## Source extract
::::
Discussing Biden's Potential China Policy


cbl21

Junior Member
Registered Member
Many of you feel that Biden will be far worse for China. Overall, contrary to popular opinion, I feel that Biden winning won't be worse for China. In fact, he would be better, as he has not so subtly let out that he will eliminate tariffs, and more. Let me explain:

This article offers a countervailing view to an arguably common view now, that a Biden's administration's approach of creating a united global anti-China alliance amongst its allies in Europe and Asia will certainly succeed:
Please, Log in or Register to view URLs content!
BALDING, THE FULBRIGHT PROFESSOR, pointed to several problems with Biden’s plan to rely on allies to pressure China.
For one thing, there are no allies waiting for the United States to reach out to them. “Many countries have interests that cause them not to directly confront China,” he said. Some would avoid publicly admitting to being part of a U.S. alliance in order not to upset China, but would quietly shift their policy to align with the United States. For instance, countries like France or Romania do not have a formal ban on Huawei, but their telecommunication regulations effectively block the company.
Another concern is that even if Biden were able to gather allies, it is uncertain what new, tangible policies these countries could implement against China. Each country faces its own domestic issues and has its own foreign relations ideology, Balding noted. Germany, for example, the largest economy in Europe, has avoided criticizing China: Its leaders say it is not their place to lecture other countries on how to act. Rather German Chancellor Angela Merkel believes closer trade ties with China would push the Communist country toward a freer political system.
German companies have large investments in China: Volkswagen invested $2.4 billion in two Chinese electric vehicle companies. The carmaker also opened a factory in Xinjiang, the area of the Uighur reeducation camps. When asked, Volkswagen CEO Herbert Diess claimed he was unaware of repression in the region. German manufacturing company Siemens and chemical producer BASF also have factories in Xinjiang.
::::
## Directions for this task
Rewrite the part of the post on Biden's China policy starting at "For one thing, there" and ending at "block the company.", substituting "ZTE" for "Huawei". The material that comes next is from a separate source.
::::
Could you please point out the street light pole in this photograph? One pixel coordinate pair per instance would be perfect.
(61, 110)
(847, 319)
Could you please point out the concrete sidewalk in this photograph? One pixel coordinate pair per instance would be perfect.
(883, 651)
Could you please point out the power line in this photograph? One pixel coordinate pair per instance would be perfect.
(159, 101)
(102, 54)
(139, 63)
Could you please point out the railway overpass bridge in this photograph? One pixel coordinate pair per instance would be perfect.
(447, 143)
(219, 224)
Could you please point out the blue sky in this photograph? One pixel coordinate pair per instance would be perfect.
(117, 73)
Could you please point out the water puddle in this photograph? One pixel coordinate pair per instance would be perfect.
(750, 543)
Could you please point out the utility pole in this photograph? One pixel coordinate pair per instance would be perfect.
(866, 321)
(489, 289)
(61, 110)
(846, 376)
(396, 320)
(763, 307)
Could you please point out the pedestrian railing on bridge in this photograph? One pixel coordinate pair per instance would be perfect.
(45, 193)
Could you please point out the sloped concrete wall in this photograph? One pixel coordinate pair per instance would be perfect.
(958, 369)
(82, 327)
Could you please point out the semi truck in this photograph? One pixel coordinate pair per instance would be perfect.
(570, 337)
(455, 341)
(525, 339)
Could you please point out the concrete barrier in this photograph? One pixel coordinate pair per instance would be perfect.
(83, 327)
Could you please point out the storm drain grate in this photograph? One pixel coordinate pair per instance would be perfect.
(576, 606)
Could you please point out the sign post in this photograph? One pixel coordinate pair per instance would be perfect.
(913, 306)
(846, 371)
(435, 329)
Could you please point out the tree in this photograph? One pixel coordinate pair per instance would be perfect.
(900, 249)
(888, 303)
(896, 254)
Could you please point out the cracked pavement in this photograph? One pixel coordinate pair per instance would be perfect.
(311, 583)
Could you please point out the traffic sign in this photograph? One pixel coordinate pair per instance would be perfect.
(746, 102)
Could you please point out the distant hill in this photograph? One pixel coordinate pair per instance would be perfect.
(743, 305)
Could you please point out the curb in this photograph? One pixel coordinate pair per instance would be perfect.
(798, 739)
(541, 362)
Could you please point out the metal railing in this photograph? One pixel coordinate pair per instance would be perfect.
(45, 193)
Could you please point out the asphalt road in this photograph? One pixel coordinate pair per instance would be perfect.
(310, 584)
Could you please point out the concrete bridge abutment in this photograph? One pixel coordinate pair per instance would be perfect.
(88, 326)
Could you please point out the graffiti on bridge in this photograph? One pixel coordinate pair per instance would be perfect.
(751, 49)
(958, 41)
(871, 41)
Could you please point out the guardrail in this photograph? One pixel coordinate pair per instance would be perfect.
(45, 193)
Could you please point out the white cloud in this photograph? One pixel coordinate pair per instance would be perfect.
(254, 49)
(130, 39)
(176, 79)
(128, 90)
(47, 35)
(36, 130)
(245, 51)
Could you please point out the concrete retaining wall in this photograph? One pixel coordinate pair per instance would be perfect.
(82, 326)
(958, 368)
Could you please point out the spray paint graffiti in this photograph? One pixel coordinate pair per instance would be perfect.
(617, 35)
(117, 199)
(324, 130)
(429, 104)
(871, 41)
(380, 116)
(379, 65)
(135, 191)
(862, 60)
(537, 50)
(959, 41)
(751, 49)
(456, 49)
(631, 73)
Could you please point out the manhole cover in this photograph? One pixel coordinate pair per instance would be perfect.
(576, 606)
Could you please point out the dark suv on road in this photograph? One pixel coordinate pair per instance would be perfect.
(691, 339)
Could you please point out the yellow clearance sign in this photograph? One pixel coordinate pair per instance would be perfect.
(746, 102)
::::
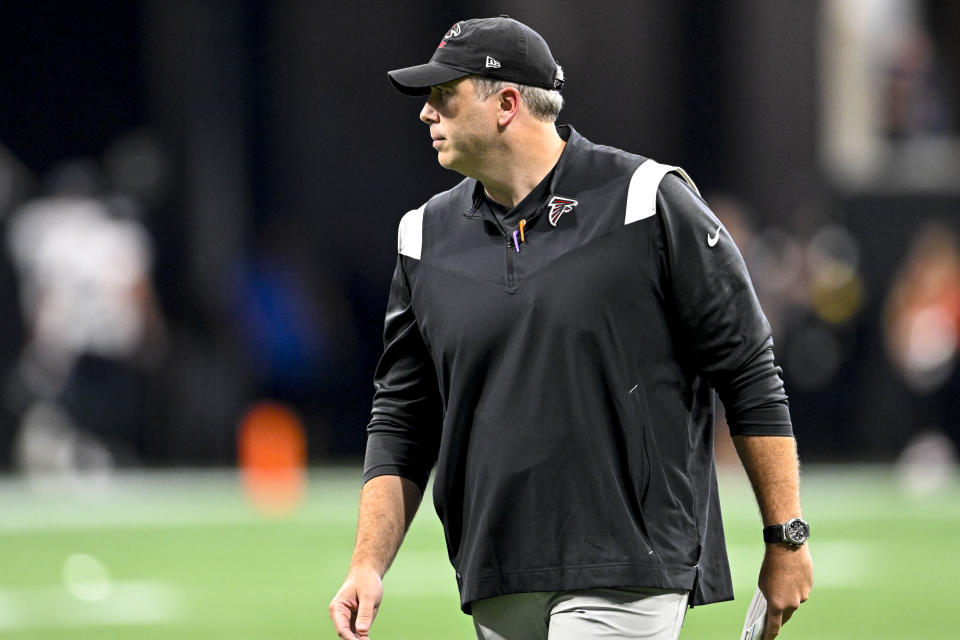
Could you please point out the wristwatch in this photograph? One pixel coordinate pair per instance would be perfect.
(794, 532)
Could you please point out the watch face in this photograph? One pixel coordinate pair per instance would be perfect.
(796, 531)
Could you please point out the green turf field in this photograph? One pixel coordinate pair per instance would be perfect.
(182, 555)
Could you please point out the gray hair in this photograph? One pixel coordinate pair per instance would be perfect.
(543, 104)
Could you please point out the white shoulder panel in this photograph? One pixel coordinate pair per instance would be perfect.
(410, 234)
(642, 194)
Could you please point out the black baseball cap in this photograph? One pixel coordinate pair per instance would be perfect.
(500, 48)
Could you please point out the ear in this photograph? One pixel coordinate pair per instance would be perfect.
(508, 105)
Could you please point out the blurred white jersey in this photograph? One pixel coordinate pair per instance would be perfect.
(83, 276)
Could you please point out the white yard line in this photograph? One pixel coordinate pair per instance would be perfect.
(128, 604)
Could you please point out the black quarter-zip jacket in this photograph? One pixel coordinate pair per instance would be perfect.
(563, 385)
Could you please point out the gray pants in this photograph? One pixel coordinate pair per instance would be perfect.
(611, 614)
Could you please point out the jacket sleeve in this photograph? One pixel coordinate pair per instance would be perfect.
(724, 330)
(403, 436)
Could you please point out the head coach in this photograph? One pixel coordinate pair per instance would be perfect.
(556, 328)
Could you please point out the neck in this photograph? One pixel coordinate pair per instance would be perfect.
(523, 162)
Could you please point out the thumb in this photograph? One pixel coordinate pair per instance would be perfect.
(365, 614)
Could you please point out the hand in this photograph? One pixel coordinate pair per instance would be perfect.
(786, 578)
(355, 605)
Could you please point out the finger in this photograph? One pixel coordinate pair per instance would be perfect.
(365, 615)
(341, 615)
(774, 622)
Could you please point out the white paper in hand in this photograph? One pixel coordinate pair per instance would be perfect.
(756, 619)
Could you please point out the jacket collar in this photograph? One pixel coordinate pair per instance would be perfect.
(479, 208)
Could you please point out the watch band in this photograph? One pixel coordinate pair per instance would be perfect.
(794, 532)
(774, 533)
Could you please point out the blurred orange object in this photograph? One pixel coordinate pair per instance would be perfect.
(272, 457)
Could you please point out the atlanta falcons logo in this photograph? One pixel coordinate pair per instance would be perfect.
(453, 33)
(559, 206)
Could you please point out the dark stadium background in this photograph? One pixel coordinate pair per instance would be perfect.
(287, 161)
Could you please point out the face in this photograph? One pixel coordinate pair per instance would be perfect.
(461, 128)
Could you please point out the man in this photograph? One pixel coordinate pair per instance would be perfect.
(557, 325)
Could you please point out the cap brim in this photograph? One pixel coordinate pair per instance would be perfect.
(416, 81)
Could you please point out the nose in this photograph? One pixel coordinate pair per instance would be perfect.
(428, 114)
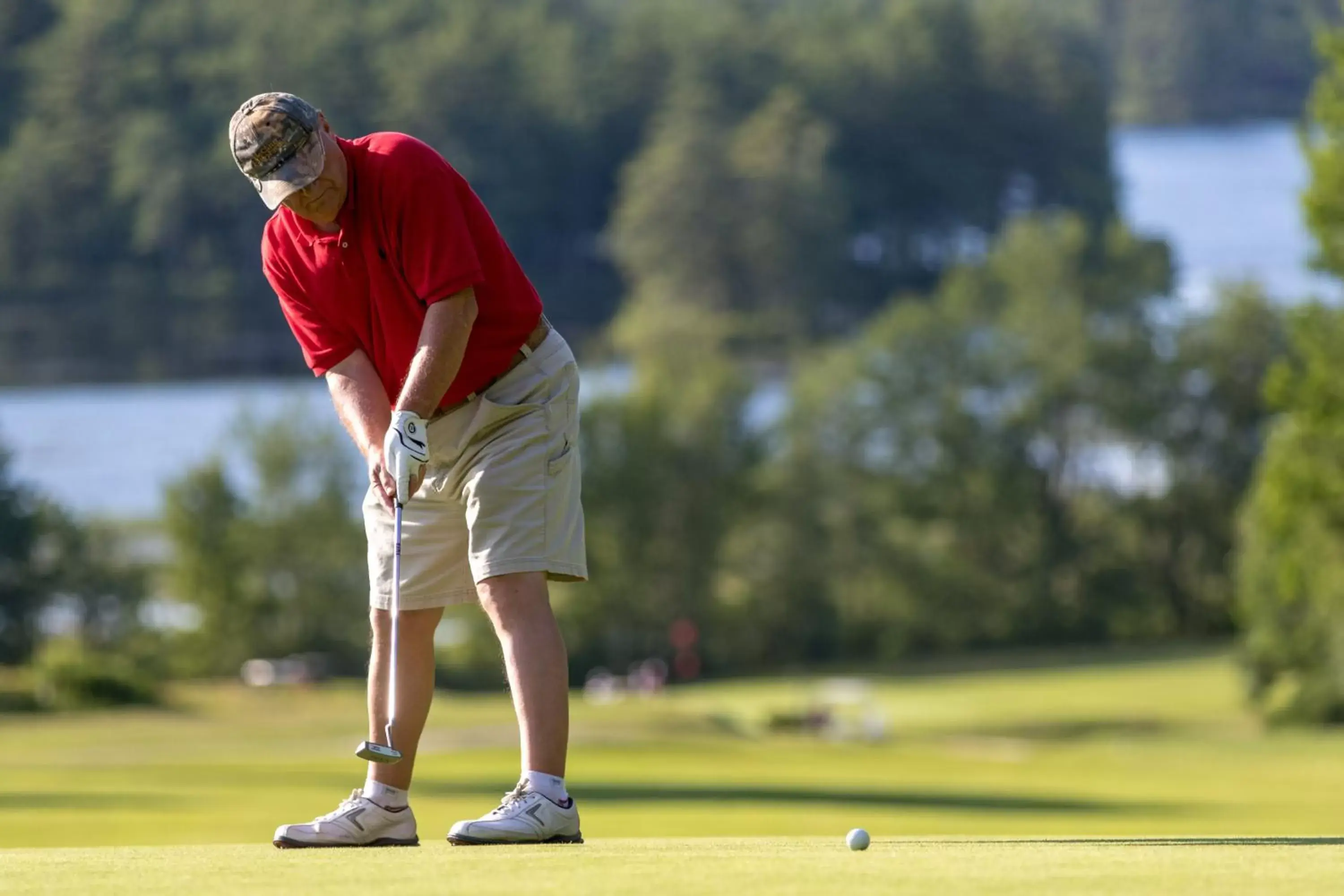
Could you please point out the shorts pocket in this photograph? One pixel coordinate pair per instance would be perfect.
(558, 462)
::::
## Answer to the exercise
For one thing, there are no allies waiting for the United States to reach out to them. “Many countries have interests that cause them not to directly confront China,” he said. Some would avoid publicly admitting to being part of a U.S. alliance in order not to upset China, but would quietly shift their policy to align with the United States. For instance, countries like France or Romania do not have a formal ban on ZTE, but their telecommunication regulations effectively block the company.